:: GOAL ::
Using the post on Japanese orphans, decide whether each statement agrees with it: (a) About 200 children lost both parents in the earthquake or tsunami. (b) Adoption is common in Japan. (c) The writer thinks now is the right time to discuss international adoption. Answer yes or no for each, quoting the deciding words of the post.

:: TEXT SHOWN ::
+===+
Saturday, July 9, 2011

Disaster Highlights Plight of Japanese Orphans

Time reports that Japan may not be able to take care of their own in the wake of the earthquake and tsunami:
When concerned foreigners began contacting Japanese agencies about adopting children orphaned by the March 11 earthquake and tsunami, they were told, "No, thank you. We can take care of our own." Though Japanese families occasionally adopt males to continue the family line, adoption is relatively rare here. Relative wealth, good social services and a shrinking population generally keep the numbers of orphans low.

In the aftermath of the disaster, however, there are growing concerns that the country is not, in fact, caring for its own. About 200 children lost both parents and an additional 1,200 lost one parent to the earthquake or tsunami. Most of the orphans are now living with relatives, however, with unemployment at 90% in some areas orphanages may become the only option. It is very difficult, however, to get kids out of these welfare institutions and into permanent homes.
Regardless, I think it is too soon to be talking international adoption.  In the immediate aftermath of such epic loss, the last thing children need is to lose everything familiar to them. 

And what this article describes is not an inability to handle 200 quake orphans, but a different understanding in Japan about institutional care for children.  They describe poor parents putting children in orphanages, but still considering them their children, part of their bloodline, expected to care for them in their old age.  These children are not "orphans," since they have living parents who have some intention to parent them at some point. 

Yes, I think families are better for kids than institutions, and that's generally the attitude of the Western world.  But we see a different attitude in many parts of the world, where orphanages are a temporary solution to poverty, a place for children to be fed and educated when the parents can't afford to do so; these children are not orphans, and adoption isn't the solution to their plight.  The problem is that often Westerners feel that we can adopt children in orphanages, regardless of whether they are orphans or not.


Sharon said...
+===+
[Records of labeled points]
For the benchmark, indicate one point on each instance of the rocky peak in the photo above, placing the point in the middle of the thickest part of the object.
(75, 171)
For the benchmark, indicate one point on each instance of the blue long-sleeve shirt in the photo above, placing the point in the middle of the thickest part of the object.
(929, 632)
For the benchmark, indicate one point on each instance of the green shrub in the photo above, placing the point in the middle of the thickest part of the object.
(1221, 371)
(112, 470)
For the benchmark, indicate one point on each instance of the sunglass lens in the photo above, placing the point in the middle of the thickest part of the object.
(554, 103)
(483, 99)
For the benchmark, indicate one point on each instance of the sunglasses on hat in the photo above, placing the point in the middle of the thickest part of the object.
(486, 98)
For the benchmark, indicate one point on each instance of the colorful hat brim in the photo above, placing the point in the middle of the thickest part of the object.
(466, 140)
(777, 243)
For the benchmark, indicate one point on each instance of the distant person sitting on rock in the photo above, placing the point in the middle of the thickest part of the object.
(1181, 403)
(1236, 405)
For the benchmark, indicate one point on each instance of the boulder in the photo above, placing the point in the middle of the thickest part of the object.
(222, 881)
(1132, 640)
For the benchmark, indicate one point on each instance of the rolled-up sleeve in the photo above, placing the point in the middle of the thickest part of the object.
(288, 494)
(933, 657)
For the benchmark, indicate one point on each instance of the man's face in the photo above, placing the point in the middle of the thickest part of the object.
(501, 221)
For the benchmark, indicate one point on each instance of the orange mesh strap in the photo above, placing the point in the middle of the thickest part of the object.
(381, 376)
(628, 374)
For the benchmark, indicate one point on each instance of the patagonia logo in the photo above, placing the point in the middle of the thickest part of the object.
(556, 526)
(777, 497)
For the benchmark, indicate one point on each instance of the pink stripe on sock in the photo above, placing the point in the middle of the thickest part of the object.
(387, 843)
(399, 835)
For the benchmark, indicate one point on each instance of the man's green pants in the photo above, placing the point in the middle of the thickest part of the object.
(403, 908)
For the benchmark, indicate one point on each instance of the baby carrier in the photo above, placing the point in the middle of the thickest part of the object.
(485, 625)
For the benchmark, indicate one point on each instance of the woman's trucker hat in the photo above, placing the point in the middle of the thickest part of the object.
+===+
:: EXERCISE OUTPUT ::
(a) Yes: "About 200 children lost both parents"
(b) No: "adoption is relatively rare here"
(c) No: "I think it is too soon to be talking international adoption"